> **TEKS KUTIPAN**:
Jakarta, Gesuri.id - Belajar politik di Tanah Air dari seorang legenda hidup politik Indonesia, Sabam Sirait menjadi suatu kehormatan tersendiri.
Meski usia tidak lagi muda, Opung begitu sapaan hangatnya, masih tetap bersemangat untuk bercerita tentang kehidupan masa-masa awal berpolitik di era Orde Baru yang penuh tindakan represi aparat. Apalagi Opung juga menjadi saksi sejarah dari terbentuknya Partai Demokrasi Indonesia (PDI) sebelum bertransformasi menjadi PDI Perjuangan.
Dalam rangka HUT PDI Perjuangan ke-46, redaksi Gesuri.id berkesempatan untuk menyambangi rumah Opung yang terletak di bilangan Bintaro Jakarta Selatan beberapa waktu lalu. Berikut kutipan wawancaranya.
Opung boleh ceritakan bagaiana PDI terbentuk?
Presiden Soekarno mau menyederhanakan kepartaian. Tentu waktu Pemilu 1955, ratusan partai ikut pemilu. Jadi tidak efisien politik Indonesia pada waktu itu sehingga kemudian Presiden Soekarno ingin menyederhanakan sistem dan jumlah partai.

> **ARAHAN TUGAS**:
A. Menurut teks kutipan, apa sapaan hangat bagi Sabam Sirait?
B. Salin ulang bagian teks kutipan yang dimulai dengan "Jakarta, Gesuri.id - Belajar" dan berlanjut hingga "menjadi PDI Perjuangan.".
C. Untuk setiap pernyataan berikut, jawab ya atau tidak sesuai teks kutipan, lalu sertakan kutipan persis kata-kata teks yang menjadi dasar jawaban.
(i) Redaksi Gesuri.id menyambangi rumah Opung dalam rangka HUT PDI Perjuangan ke-46.
(ii) Hanya sedikit partai yang ikut Pemilu 1955.
(iii) Presiden Soekarno ingin menambah jumlah partai.

> **BAHAN YANG DISEDIAKAN**:

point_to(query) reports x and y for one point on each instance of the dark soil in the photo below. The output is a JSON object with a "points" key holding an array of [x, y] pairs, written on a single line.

> **HASIL AKHIR**:
A. Opung.

B.
Jakarta, Gesuri.id - Belajar politik di Tanah Air dari seorang legenda hidup politik Indonesia, Sabam Sirait menjadi suatu kehormatan tersendiri.
Meski usia tidak lagi muda, Opung begitu sapaan hangatnya, masih tetap bersemangat untuk bercerita tentang kehidupan masa-masa awal berpolitik di era Orde Baru yang penuh tindakan represi aparat. Apalagi Opung juga menjadi saksi sejarah dari terbentuknya Partai Demokrasi Indonesia (PDI) sebelum bertransformasi menjadi PDI Perjuangan.

C.
(i) Ya: "Dalam rangka HUT PDI Perjuangan ke-46, redaksi Gesuri.id berkesempatan untuk menyambangi rumah Opung"
(ii) Tidak: "Tentu waktu Pemilu 1955, ratusan partai ikut pemilu."
(iii) Tidak: "Presiden Soekarno ingin menyederhanakan sistem dan jumlah partai"